Where does the word "below" appear in the data? Copy every line that holds it.

*** Opening of The data ***

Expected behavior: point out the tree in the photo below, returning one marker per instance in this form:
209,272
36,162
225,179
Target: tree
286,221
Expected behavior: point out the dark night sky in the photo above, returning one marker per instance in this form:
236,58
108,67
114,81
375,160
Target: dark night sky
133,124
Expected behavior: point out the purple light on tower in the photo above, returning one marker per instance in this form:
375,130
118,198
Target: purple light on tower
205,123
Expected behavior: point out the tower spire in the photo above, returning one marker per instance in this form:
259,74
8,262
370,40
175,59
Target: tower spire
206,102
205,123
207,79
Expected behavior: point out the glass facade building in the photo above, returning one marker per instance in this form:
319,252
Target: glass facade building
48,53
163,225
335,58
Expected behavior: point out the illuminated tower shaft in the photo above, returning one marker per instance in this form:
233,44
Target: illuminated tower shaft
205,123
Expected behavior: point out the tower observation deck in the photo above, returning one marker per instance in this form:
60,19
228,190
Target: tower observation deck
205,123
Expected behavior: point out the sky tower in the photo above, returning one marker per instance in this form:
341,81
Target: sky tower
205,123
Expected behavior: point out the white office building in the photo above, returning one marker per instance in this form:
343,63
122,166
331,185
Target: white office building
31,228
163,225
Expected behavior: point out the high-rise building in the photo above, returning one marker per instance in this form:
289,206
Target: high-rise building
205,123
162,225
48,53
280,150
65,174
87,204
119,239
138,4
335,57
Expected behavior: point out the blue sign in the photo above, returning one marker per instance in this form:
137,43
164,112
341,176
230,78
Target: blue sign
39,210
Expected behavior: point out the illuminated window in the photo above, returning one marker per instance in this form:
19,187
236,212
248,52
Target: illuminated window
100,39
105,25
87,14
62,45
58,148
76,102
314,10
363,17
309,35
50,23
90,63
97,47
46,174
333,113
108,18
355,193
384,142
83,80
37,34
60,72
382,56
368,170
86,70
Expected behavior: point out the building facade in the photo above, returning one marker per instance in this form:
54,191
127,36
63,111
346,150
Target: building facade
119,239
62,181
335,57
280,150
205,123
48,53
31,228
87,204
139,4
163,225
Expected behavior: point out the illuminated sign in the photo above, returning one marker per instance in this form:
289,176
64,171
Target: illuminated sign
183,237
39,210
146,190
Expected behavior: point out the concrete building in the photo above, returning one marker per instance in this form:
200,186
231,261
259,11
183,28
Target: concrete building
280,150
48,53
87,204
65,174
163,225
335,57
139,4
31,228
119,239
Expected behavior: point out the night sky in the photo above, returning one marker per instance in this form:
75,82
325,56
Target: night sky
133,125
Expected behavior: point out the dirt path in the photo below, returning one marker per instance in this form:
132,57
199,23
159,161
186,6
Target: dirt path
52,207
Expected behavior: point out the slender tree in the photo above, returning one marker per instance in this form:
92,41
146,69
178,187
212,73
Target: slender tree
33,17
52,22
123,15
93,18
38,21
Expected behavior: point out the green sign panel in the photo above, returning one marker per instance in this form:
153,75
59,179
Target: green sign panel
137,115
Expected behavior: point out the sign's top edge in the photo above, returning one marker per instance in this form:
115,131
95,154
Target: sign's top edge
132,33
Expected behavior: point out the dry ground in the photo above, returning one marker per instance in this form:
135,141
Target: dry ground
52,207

*** Close of The data ***

Solution for this problem
Expected behavior: point out the tree in the photo below, returning one marker per instance in this form:
Expected behavior: point out the dirt path in the photo below, returning one marker per instance in this form:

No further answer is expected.